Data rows
==*==

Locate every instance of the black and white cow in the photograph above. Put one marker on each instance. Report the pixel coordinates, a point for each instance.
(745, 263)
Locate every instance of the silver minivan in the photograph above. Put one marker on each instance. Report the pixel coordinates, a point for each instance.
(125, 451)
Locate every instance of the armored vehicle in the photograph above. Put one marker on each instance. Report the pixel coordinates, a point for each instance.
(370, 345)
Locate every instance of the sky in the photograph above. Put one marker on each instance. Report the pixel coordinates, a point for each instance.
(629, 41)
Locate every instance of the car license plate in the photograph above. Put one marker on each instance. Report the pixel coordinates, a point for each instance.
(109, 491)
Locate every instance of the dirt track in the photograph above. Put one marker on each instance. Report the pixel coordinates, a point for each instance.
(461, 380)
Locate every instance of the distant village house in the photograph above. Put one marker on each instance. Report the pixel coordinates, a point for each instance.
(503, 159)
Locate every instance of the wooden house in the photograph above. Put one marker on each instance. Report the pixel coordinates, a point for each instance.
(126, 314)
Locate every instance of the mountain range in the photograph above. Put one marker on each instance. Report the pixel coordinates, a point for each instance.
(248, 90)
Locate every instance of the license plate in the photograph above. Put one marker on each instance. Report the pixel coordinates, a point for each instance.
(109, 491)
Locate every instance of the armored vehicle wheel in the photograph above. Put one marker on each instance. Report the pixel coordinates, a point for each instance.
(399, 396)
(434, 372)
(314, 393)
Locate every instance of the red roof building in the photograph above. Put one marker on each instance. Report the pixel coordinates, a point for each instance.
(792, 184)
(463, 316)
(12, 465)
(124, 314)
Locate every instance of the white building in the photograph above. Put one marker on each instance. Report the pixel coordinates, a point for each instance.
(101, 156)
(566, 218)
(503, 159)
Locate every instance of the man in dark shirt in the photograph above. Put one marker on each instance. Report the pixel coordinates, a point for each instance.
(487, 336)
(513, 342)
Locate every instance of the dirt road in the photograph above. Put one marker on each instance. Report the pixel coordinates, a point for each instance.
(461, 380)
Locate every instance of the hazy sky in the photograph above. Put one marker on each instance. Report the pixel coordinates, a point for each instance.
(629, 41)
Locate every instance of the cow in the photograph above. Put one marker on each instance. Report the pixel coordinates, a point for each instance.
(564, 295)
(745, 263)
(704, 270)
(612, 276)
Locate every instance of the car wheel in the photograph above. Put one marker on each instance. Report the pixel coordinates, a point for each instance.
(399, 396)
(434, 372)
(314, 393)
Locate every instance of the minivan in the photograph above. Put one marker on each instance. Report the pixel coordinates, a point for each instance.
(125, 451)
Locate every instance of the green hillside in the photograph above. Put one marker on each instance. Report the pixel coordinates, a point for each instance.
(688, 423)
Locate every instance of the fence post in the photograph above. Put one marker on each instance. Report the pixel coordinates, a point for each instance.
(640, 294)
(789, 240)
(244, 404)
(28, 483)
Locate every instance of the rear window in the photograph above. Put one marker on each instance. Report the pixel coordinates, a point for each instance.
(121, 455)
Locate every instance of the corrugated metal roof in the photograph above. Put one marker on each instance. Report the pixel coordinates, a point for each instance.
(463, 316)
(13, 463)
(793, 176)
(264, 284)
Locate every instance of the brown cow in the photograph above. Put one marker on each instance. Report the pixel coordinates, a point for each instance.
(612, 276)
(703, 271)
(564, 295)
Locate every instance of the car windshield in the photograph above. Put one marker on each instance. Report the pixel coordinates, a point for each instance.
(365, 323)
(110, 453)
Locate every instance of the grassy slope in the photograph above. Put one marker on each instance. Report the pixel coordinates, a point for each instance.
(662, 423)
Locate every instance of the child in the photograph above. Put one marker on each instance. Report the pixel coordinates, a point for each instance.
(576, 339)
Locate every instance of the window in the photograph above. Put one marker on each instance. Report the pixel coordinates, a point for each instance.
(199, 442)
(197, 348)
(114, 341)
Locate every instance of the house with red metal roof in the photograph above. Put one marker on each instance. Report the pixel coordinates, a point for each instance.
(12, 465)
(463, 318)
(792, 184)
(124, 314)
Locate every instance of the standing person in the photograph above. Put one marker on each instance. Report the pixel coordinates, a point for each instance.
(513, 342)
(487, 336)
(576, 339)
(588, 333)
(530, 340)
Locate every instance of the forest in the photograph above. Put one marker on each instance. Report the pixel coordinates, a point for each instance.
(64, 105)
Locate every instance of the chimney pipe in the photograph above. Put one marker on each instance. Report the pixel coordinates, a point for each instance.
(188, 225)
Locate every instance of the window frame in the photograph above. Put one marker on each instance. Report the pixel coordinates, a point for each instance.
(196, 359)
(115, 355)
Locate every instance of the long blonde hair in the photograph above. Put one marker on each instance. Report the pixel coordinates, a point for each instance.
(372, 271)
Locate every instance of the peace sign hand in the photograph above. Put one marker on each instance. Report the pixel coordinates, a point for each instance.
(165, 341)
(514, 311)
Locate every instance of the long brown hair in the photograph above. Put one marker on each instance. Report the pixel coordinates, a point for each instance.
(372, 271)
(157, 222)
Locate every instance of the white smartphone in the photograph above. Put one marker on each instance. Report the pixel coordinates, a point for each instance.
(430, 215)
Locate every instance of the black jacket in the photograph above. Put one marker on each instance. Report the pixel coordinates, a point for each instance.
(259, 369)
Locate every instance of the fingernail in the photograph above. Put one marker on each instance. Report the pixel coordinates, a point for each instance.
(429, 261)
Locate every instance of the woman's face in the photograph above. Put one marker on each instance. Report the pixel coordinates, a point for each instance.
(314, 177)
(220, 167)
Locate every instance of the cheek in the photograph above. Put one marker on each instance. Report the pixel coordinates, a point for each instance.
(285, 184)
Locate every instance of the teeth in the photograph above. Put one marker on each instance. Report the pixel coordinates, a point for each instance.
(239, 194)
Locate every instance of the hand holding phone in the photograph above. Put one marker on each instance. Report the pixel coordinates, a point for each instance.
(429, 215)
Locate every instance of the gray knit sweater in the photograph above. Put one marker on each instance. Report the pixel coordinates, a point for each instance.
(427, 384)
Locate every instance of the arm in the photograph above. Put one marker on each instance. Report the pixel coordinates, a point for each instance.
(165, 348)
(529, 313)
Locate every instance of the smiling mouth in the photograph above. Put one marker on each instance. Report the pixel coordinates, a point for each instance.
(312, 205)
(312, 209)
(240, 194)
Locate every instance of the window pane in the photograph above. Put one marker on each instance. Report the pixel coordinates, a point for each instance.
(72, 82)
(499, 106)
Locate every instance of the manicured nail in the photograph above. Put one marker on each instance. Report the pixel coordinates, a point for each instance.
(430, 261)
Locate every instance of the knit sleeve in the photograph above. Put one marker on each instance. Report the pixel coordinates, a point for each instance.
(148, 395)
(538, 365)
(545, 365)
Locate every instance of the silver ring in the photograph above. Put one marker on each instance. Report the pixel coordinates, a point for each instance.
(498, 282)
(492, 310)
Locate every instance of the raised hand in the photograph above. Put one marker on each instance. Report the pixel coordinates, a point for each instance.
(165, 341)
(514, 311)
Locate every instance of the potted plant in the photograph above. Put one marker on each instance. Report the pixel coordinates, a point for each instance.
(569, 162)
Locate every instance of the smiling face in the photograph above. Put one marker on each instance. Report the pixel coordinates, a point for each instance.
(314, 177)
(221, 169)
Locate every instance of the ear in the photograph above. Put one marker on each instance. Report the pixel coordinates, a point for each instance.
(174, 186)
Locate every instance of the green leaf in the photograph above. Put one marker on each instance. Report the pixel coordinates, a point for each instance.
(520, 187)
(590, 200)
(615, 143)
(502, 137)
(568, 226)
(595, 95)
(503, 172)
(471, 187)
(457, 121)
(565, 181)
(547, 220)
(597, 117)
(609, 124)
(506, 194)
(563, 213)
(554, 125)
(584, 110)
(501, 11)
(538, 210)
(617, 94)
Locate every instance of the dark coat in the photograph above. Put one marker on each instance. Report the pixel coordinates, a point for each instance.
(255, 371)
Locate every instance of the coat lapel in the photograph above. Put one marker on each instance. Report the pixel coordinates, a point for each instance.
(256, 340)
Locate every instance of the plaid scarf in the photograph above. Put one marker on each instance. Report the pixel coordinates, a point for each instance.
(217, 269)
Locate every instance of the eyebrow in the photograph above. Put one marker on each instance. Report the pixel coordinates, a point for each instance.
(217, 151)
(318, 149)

==*==

What this task involves =
Copy the rows above word for word, from the line containing "Locate every instance of the eyebrow" through the last line of the rows, both ends included.

Exercise output =
Locate every instance of the eyebrow in the photograph above. Put one marker on each instance. Report the pixel coordinates, a point for each instance.
(217, 151)
(318, 149)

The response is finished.